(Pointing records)
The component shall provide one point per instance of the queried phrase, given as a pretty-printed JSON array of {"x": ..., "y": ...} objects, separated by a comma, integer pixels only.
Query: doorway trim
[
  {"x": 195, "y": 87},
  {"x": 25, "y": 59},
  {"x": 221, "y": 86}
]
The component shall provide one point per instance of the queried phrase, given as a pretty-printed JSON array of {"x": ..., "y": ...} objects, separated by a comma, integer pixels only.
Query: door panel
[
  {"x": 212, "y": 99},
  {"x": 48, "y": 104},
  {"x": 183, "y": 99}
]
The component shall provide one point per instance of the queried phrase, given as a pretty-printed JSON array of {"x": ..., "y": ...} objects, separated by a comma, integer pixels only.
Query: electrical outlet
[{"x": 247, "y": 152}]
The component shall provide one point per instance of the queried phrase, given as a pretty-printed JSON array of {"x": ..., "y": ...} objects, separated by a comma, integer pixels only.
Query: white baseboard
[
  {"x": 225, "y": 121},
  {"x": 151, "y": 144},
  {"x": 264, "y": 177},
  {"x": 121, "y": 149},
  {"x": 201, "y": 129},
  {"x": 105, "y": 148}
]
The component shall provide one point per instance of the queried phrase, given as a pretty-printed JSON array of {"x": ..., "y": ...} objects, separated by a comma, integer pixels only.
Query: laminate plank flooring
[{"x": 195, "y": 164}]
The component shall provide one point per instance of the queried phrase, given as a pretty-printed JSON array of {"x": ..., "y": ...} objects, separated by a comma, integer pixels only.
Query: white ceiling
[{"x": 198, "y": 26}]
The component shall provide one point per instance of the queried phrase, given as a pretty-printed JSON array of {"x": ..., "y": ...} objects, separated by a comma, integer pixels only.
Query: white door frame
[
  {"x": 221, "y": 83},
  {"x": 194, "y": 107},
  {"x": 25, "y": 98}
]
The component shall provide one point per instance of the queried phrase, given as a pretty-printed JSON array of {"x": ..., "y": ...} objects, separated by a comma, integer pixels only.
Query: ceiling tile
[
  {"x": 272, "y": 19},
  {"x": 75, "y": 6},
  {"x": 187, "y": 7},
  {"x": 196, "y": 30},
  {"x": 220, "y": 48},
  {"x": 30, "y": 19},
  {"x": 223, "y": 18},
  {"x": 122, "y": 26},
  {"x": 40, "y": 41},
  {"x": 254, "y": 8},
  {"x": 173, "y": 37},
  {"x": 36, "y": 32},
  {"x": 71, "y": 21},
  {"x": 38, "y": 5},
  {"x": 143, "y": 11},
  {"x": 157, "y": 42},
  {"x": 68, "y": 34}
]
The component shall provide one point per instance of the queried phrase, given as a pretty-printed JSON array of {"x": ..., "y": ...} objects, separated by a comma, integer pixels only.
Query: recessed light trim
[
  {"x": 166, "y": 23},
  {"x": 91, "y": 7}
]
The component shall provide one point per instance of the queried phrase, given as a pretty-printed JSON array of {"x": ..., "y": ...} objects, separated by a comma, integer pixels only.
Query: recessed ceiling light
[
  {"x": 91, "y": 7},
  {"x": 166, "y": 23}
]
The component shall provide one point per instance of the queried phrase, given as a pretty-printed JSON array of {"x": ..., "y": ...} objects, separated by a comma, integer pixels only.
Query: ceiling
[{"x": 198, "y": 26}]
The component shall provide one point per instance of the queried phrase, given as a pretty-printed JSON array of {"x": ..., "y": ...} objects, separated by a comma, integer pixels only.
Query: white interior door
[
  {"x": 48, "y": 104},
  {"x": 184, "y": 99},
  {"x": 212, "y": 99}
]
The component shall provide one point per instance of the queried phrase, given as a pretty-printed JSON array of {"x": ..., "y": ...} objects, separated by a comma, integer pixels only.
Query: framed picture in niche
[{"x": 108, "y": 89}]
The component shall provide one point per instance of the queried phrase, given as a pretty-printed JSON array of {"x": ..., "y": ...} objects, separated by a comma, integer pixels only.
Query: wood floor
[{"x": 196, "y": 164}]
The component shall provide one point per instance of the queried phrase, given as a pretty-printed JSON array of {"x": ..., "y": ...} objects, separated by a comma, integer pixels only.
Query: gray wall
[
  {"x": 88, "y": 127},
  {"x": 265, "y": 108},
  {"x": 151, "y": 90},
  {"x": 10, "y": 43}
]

Work required:
Please tally the lines of the rows above that contain the string "light", where case counts, and reply with the number alone.

Response to this exercise:
2